Ninguém acorda subitamente infeliz

24-06-2020

   Que nível atroz de dor emocional será necessária para anteciparmos o incógnito da morte? Sabemos que para lá estamos, a cada segundo, a caminhar mas grande parte da experiência humana é ditada pelo instinto da fuga a esse desfecho. Instinto de sobrevivência, mecanismos de proteção, procriação, desejo de deixar legado, angústia da não existência...

     E que imensidão de vazio existencial será necessário para interiorizarmos que o mundo e os outros ficam melhor sem nós? Ou talvez não fiquem mas mesmo imaginando o seu desespero e profunda dor, consideramos a morte como a melhor opção no momento. Quão vazios de sentido e significado temos de nos sentir para ter esta visão da morte como um refúgio apaziguador?

---+---

→ **Tarefas a realizar**
1. Segundo o texto sobre a dor emocional, que instinto dita grande parte da experiência humana?
2. Transcreva literalmente, do texto sobre a dor emocional, o trecho que vai desde "Ninguém acorda subitamente" até "um refúgio apaziguador?".

→ **Linhas fornecidas**
---+---

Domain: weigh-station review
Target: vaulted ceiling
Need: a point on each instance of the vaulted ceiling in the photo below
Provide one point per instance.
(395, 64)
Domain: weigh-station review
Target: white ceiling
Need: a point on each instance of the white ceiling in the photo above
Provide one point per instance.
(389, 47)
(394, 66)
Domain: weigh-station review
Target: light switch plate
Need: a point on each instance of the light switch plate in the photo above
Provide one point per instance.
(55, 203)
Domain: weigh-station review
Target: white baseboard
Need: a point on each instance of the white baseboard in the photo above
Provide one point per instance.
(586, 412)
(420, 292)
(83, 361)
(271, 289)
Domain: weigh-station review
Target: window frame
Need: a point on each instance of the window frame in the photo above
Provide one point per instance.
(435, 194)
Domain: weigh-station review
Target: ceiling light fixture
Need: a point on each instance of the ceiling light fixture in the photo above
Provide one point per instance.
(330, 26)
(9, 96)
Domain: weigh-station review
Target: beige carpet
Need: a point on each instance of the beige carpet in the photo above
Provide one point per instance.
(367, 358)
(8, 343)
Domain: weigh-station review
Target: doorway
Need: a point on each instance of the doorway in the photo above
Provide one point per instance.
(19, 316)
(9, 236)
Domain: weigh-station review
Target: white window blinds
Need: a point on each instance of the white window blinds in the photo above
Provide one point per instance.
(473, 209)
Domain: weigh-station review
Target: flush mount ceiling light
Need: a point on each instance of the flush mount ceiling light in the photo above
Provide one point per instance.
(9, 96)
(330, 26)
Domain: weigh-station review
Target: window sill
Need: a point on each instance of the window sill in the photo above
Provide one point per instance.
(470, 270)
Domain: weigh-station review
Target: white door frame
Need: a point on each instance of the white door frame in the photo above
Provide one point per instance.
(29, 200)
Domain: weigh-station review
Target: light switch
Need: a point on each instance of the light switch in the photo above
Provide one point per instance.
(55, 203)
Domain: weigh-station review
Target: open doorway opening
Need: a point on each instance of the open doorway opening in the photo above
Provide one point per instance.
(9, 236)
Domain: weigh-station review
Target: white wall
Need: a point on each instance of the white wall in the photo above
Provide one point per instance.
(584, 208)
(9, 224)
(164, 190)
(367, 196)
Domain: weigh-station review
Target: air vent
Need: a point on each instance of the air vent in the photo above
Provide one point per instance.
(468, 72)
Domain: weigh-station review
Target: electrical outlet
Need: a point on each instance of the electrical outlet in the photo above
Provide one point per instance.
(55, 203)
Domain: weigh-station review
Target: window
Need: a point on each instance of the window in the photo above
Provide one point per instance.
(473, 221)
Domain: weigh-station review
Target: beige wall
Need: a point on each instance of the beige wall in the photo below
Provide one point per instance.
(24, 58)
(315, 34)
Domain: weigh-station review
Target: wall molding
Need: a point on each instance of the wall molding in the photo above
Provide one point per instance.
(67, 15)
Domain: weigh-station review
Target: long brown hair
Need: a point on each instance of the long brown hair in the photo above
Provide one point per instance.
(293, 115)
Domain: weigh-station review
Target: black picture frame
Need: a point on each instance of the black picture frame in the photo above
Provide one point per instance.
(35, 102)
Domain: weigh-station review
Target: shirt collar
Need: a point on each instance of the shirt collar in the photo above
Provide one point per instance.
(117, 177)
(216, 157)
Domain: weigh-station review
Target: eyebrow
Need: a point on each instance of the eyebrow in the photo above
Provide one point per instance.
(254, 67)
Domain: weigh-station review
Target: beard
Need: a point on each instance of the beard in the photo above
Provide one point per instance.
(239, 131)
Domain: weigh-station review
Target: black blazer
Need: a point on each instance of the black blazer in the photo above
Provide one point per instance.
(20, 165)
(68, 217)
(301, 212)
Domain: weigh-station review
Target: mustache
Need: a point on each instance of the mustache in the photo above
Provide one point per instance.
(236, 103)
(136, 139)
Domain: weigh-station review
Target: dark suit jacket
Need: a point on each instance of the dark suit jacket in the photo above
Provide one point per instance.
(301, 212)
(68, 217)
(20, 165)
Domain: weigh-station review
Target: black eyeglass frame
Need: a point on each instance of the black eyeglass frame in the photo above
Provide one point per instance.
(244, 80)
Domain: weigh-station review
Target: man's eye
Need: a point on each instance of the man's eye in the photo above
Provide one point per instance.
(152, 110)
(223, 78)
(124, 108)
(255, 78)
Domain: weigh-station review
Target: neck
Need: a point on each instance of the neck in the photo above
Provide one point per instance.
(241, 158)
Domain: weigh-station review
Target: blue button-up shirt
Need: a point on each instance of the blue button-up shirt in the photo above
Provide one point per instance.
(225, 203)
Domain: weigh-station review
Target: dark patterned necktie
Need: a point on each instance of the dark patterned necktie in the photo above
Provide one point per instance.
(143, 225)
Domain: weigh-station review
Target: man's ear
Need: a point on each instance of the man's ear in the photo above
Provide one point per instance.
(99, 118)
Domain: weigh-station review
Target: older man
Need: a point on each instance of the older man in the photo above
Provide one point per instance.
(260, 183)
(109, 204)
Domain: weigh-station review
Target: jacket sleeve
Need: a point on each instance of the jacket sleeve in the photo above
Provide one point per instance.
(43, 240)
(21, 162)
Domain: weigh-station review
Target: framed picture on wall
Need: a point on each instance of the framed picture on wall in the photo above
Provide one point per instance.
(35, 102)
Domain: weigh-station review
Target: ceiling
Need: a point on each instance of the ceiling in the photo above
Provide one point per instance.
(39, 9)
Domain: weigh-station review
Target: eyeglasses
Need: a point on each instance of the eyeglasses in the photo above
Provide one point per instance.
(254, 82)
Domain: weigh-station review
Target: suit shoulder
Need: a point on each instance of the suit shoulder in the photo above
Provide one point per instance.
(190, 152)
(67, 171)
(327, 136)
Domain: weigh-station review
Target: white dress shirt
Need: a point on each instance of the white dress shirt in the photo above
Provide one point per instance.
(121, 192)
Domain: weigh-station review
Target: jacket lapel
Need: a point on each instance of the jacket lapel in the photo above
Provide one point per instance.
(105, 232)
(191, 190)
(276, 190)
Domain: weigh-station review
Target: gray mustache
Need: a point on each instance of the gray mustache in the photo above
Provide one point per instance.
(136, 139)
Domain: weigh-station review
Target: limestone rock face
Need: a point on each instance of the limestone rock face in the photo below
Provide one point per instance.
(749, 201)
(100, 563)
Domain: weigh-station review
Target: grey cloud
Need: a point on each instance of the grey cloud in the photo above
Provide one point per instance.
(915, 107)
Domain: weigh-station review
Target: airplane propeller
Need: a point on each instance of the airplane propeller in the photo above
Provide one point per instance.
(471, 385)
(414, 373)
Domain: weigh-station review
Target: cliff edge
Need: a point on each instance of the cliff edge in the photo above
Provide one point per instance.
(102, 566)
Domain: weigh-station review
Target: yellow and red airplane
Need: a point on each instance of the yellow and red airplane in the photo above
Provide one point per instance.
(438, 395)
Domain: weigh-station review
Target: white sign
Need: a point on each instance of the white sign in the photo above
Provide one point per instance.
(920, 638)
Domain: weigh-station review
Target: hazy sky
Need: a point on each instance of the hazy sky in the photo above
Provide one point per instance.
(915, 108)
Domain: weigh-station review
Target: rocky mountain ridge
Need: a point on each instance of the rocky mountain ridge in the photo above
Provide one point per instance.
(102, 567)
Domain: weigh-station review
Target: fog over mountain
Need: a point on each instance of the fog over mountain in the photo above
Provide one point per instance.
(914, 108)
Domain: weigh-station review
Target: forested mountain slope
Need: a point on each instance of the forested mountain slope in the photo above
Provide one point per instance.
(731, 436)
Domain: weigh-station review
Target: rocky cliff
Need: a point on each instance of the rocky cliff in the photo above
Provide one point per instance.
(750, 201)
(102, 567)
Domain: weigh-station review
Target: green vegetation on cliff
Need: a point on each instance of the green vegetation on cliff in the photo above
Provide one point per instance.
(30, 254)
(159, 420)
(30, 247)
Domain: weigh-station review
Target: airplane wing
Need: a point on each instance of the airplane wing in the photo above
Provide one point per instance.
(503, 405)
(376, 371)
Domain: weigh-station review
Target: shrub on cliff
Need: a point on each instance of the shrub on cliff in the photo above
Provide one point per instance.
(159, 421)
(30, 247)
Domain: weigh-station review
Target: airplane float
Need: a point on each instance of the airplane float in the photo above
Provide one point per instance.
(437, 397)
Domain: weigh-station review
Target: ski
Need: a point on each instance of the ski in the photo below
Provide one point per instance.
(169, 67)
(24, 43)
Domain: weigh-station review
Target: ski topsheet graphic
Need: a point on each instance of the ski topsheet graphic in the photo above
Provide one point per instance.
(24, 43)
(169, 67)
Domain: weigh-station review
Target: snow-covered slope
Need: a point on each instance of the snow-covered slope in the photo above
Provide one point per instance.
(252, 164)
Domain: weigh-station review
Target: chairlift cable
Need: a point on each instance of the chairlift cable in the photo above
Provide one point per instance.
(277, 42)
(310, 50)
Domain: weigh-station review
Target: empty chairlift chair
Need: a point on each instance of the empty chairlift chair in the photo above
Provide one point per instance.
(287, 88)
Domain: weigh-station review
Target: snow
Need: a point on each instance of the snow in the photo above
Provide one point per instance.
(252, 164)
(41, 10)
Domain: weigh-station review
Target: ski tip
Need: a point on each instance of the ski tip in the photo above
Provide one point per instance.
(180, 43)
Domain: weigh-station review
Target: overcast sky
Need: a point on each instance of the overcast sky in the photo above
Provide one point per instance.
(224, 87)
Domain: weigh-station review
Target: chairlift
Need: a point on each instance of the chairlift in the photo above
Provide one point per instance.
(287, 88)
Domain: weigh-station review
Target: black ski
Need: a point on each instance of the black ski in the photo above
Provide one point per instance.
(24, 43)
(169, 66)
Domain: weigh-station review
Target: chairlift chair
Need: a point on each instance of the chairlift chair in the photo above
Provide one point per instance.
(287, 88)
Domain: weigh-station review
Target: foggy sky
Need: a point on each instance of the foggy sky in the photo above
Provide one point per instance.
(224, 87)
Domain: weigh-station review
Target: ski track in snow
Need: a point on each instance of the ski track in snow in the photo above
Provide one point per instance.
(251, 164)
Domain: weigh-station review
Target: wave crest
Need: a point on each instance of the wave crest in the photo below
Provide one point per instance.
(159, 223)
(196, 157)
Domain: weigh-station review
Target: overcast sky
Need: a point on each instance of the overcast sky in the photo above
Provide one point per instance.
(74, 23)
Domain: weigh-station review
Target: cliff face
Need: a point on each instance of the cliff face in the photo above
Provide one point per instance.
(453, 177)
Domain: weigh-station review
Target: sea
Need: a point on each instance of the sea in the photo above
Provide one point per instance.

---+---

→ **Respostas por tarefa**
1. O instinto da fuga à morte.

2.
Ninguém acorda subitamente infeliz

24-06-2020

   Que nível atroz de dor emocional será necessária para anteciparmos o incógnito da morte? Sabemos que para lá estamos, a cada segundo, a caminhar mas grande parte da experiência humana é ditada pelo instinto da fuga a esse desfecho. Instinto de sobrevivência, mecanismos de proteção, procriação, desejo de deixar legado, angústia da não existência...

     E que imensidão de vazio existencial será necessário para interiorizarmos que o mundo e os outros ficam melhor sem nós? Ou talvez não fiquem mas mesmo imaginando o seu desespero e profunda dor, consideramos a morte como a melhor opção no momento. Quão vazios de sentido e significado temos de nos sentir para ter esta visão da morte como um refúgio apaziguador?